■ REQUIRED TASK ■
Rewrite the records, starting with the line containing "Locate the glossy" and continuing through the line containing "(1308, 824)", with every "put a point on" changed to "mark" and nothing else altered. Give only those lines, and leave out the pictures.

■ Dataset items ■
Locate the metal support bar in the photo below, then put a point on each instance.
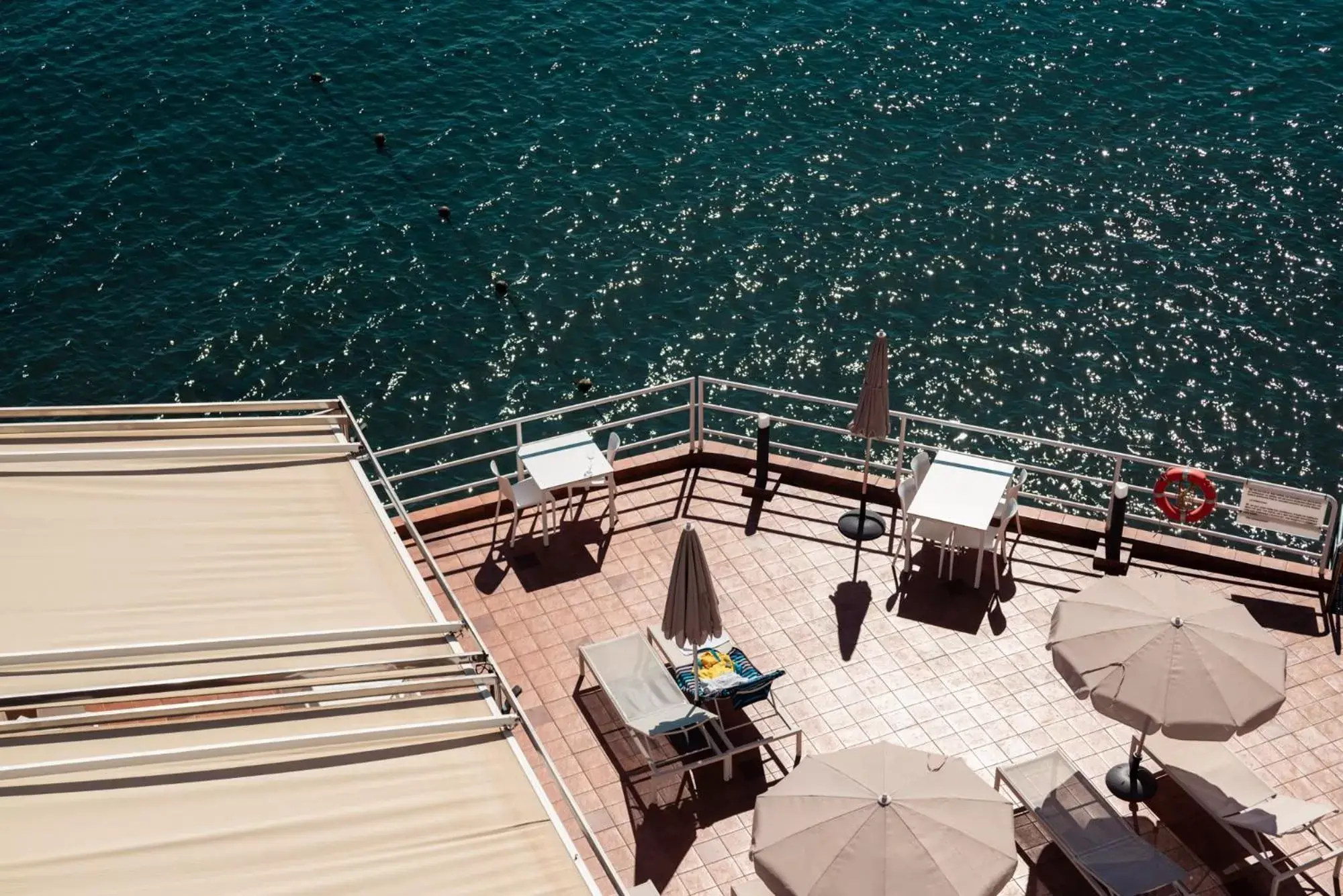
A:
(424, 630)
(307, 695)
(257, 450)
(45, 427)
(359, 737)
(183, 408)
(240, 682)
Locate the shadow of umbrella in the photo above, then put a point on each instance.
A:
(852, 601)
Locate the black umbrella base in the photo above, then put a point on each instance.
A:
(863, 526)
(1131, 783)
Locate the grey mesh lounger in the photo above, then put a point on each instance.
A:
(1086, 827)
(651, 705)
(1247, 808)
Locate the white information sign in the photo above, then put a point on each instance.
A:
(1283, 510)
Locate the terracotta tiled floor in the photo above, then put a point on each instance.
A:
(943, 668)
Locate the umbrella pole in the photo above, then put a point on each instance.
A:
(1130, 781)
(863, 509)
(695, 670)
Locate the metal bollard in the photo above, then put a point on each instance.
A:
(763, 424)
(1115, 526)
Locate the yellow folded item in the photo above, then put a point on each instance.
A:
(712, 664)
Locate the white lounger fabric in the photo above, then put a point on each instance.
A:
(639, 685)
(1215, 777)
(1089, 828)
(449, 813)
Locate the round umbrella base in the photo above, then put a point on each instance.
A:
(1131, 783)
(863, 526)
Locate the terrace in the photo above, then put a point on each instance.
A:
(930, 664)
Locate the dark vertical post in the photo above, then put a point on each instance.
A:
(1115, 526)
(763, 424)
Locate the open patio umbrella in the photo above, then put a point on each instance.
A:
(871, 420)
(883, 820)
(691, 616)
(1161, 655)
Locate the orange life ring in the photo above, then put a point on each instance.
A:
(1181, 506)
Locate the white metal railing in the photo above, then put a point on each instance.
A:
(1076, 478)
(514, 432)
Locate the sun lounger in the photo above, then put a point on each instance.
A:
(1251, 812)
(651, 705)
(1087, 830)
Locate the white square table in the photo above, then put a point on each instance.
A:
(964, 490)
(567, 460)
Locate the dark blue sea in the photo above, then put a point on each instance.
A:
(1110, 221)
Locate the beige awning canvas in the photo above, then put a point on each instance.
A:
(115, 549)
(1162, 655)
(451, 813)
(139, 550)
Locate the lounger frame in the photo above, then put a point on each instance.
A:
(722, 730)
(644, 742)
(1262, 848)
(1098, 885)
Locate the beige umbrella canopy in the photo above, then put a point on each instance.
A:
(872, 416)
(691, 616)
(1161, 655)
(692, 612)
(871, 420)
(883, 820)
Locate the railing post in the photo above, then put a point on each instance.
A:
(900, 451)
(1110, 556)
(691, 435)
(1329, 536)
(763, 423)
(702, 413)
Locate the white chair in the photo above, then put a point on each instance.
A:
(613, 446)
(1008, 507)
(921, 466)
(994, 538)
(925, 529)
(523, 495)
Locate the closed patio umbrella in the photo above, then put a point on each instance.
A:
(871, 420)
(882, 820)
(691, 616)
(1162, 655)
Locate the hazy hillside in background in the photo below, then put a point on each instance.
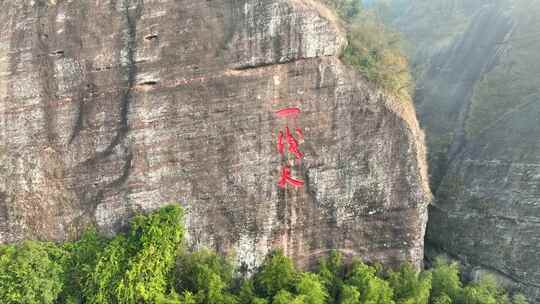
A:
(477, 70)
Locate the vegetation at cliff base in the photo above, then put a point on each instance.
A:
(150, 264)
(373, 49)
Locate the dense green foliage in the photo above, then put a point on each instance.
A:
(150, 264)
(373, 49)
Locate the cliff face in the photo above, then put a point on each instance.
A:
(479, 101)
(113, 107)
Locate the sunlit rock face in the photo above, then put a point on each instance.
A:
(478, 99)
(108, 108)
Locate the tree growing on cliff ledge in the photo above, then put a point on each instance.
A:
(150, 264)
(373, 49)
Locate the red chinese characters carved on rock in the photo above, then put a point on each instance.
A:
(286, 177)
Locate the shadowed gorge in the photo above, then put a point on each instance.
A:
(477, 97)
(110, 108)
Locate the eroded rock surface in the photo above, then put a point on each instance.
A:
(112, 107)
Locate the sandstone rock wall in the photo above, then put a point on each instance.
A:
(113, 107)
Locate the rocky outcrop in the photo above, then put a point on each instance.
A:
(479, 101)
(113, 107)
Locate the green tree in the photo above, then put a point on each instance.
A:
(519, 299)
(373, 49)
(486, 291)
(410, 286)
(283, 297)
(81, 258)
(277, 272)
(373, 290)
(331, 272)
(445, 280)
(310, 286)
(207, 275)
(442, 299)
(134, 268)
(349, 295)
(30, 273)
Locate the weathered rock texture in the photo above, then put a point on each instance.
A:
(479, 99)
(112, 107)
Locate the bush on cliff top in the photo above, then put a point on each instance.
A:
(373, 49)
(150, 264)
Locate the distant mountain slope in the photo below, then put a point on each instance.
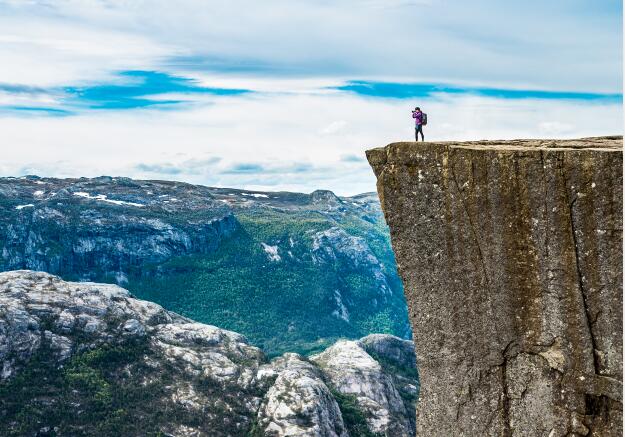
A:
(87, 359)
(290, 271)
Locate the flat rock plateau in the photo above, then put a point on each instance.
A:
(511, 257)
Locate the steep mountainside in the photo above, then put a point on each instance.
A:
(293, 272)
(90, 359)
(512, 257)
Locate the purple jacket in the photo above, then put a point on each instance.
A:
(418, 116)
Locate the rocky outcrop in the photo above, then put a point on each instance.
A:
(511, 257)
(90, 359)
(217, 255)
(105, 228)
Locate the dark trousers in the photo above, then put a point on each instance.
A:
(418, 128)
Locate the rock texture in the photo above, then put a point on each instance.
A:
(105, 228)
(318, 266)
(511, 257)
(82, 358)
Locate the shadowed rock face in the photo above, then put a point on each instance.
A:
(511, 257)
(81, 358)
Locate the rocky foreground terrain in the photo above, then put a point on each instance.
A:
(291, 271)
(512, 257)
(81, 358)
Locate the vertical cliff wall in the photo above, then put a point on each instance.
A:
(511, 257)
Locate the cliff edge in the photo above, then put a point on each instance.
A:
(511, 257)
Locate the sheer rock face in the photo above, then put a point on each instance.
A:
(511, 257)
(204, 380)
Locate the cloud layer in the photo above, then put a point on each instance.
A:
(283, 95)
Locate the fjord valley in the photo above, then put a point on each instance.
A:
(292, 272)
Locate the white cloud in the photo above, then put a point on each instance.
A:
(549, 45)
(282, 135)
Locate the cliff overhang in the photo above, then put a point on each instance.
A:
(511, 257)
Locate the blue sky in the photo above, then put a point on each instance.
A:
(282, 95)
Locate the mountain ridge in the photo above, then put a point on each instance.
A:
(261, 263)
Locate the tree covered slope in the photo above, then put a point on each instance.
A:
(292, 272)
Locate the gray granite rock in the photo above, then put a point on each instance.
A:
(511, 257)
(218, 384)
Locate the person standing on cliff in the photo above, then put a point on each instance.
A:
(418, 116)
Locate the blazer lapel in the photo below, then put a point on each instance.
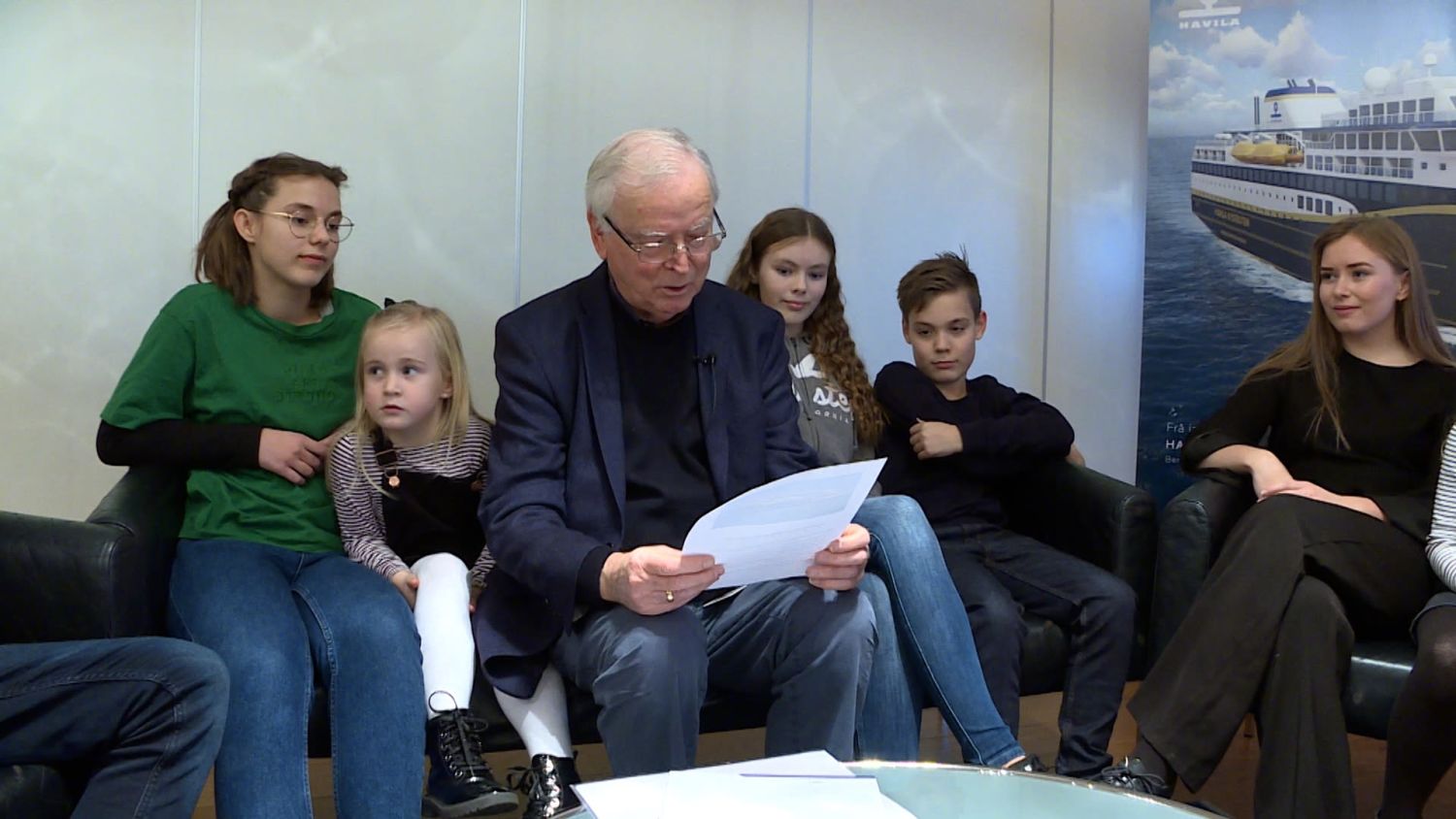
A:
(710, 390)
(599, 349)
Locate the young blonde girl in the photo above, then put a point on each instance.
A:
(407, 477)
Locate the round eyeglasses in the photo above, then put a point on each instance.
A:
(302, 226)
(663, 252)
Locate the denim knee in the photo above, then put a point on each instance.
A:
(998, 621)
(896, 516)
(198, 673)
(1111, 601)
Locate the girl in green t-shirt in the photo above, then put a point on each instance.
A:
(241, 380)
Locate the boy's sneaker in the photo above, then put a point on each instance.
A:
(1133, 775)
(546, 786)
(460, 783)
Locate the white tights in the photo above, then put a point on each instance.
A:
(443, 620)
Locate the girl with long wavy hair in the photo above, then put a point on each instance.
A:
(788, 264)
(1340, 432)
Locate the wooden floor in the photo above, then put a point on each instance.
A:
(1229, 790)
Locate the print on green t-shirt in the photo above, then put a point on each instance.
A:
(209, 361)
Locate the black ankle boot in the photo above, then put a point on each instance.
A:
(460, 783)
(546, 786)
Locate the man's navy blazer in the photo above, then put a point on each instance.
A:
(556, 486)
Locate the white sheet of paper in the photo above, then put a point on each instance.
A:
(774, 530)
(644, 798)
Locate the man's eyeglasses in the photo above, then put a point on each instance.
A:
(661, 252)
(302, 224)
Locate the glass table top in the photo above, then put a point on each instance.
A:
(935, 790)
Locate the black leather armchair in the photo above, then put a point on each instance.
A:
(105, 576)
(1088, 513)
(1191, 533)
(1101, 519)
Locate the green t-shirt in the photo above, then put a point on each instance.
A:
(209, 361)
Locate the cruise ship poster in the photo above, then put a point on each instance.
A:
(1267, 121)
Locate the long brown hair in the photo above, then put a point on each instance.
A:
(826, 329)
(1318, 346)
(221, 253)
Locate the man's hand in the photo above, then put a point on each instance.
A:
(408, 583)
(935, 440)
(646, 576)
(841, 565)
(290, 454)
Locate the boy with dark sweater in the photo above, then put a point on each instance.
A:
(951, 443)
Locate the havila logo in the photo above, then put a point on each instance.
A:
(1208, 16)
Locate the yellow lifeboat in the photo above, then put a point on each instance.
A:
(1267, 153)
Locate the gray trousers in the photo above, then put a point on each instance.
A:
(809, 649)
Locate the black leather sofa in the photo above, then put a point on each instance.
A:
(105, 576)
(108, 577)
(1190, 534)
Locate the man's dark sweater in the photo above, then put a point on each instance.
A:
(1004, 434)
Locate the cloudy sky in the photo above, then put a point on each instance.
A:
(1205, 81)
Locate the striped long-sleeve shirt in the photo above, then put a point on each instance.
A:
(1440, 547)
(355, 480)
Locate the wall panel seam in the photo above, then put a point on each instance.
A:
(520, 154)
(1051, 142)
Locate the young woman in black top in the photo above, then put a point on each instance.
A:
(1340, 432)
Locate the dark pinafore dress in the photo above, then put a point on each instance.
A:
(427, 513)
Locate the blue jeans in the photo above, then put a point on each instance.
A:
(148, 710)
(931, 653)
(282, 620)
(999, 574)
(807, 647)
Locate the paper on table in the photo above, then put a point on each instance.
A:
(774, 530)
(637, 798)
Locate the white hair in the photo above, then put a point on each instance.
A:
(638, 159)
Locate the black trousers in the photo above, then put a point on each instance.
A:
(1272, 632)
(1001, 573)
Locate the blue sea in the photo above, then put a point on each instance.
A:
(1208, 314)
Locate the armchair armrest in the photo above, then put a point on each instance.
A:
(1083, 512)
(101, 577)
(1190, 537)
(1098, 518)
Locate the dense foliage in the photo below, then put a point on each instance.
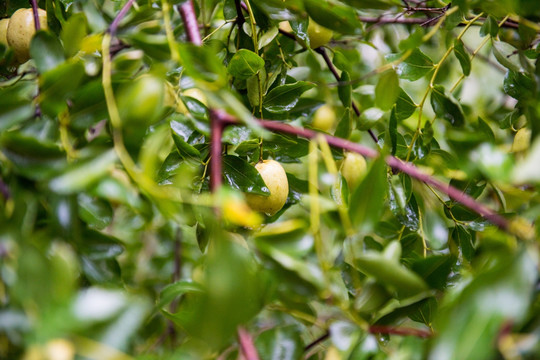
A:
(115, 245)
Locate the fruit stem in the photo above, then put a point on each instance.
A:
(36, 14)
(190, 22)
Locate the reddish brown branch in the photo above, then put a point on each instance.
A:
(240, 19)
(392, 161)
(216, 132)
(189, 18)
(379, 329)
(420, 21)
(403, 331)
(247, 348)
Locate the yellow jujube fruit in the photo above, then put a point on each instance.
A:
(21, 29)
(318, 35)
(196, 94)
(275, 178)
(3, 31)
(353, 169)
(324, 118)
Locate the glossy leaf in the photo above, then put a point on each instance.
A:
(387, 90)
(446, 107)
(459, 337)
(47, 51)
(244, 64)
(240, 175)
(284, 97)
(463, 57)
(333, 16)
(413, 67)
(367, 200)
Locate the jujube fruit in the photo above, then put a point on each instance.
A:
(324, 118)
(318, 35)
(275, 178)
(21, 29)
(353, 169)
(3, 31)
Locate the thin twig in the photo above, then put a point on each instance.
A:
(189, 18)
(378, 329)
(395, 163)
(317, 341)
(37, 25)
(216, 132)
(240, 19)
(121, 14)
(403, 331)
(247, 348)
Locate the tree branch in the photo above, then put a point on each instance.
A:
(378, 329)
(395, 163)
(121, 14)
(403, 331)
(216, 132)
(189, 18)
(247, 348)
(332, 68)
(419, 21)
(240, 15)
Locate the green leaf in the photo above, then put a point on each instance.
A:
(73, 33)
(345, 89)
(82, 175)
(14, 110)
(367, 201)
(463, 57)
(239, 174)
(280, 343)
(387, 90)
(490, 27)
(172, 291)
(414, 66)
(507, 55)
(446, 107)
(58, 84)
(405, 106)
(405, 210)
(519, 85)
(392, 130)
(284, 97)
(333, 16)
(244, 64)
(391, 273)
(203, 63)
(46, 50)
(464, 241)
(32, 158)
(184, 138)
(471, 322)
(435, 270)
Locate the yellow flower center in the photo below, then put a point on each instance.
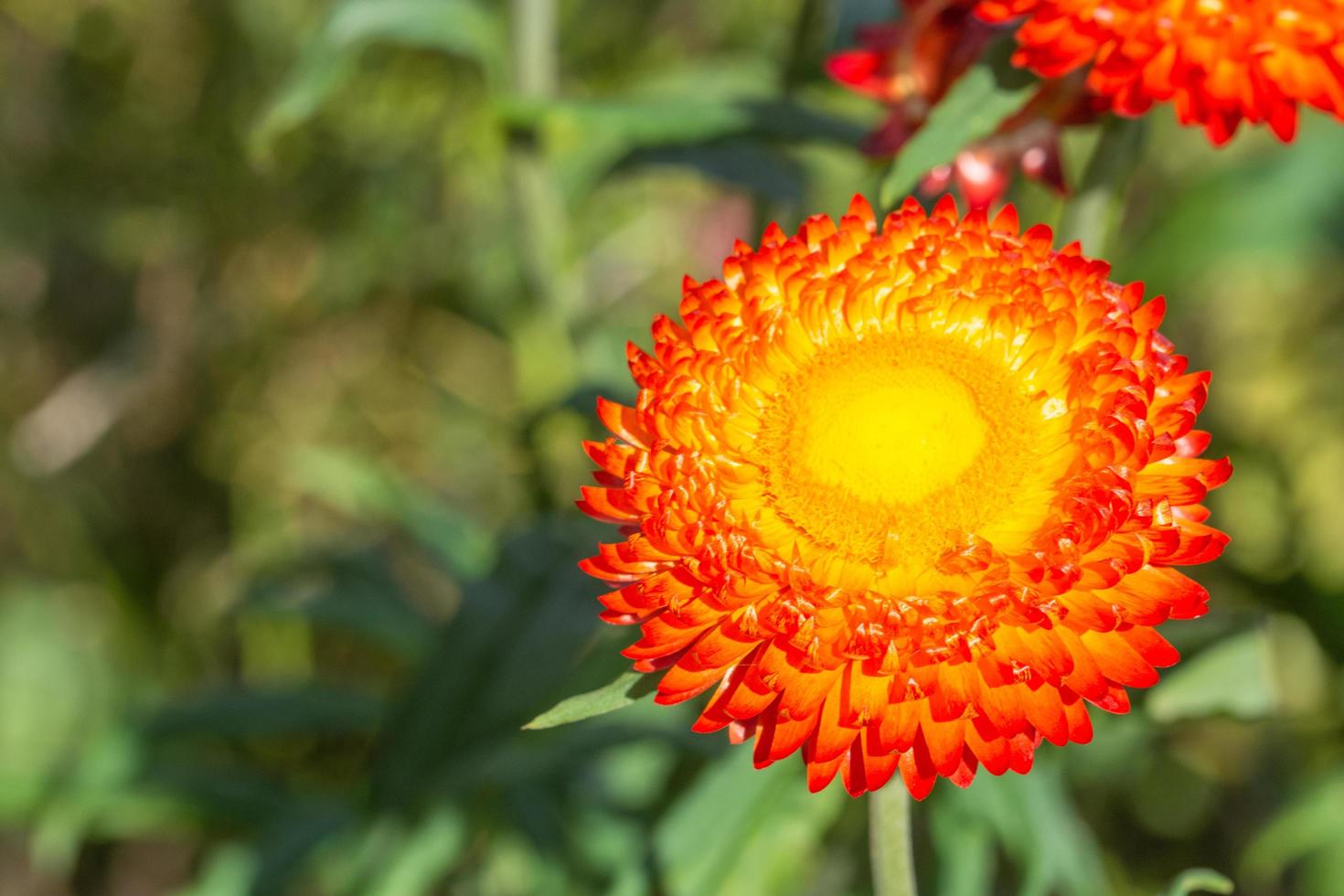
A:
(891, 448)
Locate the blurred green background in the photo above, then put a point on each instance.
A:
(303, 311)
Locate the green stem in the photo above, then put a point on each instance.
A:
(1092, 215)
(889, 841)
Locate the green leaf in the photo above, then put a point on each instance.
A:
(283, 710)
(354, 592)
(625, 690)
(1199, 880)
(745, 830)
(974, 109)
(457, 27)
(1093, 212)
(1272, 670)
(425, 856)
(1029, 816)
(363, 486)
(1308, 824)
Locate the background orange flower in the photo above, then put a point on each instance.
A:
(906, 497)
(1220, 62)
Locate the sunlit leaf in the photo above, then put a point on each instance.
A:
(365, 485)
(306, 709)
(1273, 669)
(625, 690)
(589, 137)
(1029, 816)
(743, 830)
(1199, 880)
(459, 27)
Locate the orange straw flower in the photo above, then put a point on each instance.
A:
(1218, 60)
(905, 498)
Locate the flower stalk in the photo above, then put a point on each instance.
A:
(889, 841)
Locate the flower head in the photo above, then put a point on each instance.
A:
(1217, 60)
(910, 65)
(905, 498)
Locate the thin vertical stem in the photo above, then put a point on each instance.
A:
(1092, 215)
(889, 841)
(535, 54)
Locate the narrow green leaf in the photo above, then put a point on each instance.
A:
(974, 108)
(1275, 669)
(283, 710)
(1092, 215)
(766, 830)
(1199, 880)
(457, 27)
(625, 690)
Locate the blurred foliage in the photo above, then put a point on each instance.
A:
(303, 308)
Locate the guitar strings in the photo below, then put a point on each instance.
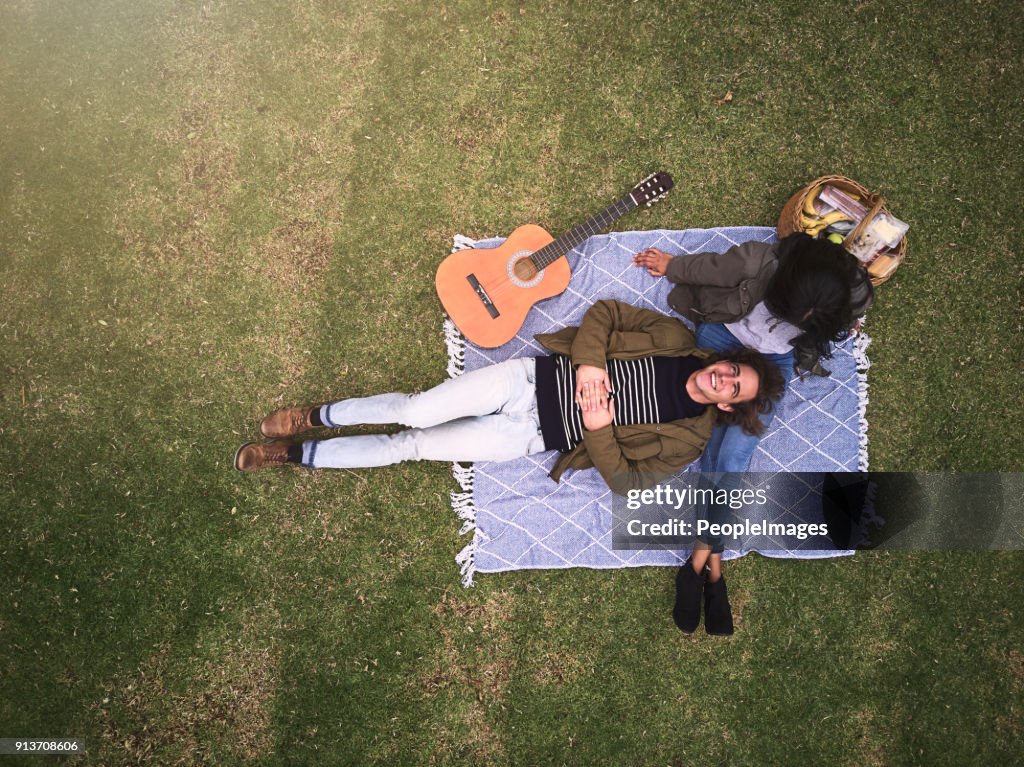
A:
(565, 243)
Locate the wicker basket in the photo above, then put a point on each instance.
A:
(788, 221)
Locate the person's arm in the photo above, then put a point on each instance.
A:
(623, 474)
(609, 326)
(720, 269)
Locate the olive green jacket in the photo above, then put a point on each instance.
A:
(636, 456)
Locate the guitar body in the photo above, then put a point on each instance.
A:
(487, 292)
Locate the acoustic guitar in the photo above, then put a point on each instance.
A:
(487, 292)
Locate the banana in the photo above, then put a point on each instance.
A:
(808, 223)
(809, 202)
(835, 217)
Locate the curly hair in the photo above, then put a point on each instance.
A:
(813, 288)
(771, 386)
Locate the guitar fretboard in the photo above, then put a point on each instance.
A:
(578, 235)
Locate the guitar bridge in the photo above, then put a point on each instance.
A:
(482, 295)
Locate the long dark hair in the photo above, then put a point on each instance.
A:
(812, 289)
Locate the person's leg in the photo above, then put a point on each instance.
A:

■ RESPONSE BELOW ■
Locate the glossy leaf in the photo above, then mark each instance.
A:
(387, 90)
(446, 107)
(459, 337)
(47, 51)
(244, 64)
(240, 175)
(284, 97)
(463, 57)
(333, 16)
(413, 67)
(367, 200)
Locate the jujube fruit in the photo above, then mark each instance.
A:
(324, 118)
(318, 35)
(275, 178)
(21, 29)
(353, 169)
(3, 31)
Locate the thin twig in the photo above, then mark each instance.
A:
(189, 18)
(378, 329)
(395, 163)
(317, 341)
(37, 25)
(216, 132)
(240, 19)
(121, 14)
(403, 331)
(247, 348)
Locate the tree branch in the photo above, then mark each instance.
A:
(378, 329)
(395, 163)
(121, 14)
(403, 331)
(216, 132)
(189, 18)
(247, 348)
(332, 68)
(419, 21)
(240, 15)
Locate the green leaf in the photo above, then mark each instance.
A:
(73, 33)
(345, 89)
(82, 175)
(14, 110)
(367, 201)
(463, 57)
(239, 174)
(280, 343)
(387, 90)
(490, 27)
(172, 291)
(414, 66)
(507, 55)
(446, 107)
(58, 84)
(405, 106)
(405, 210)
(519, 85)
(392, 130)
(284, 97)
(333, 16)
(244, 64)
(391, 273)
(203, 63)
(46, 50)
(464, 241)
(32, 158)
(184, 138)
(471, 322)
(435, 270)
Locate the yellow flower center in the photo below, then mark each instance.
A:
(891, 448)
Locate the blurred green background in the photo above, then mark each instance.
A:
(303, 311)
Locate the green stem in the photo above, then mark each instance.
A:
(1092, 215)
(889, 841)
Locate the green leaf in the photo above, then mark each instance.
A:
(283, 710)
(354, 592)
(625, 690)
(1199, 880)
(745, 830)
(974, 109)
(457, 27)
(1093, 212)
(1272, 670)
(425, 856)
(1029, 816)
(363, 486)
(1308, 824)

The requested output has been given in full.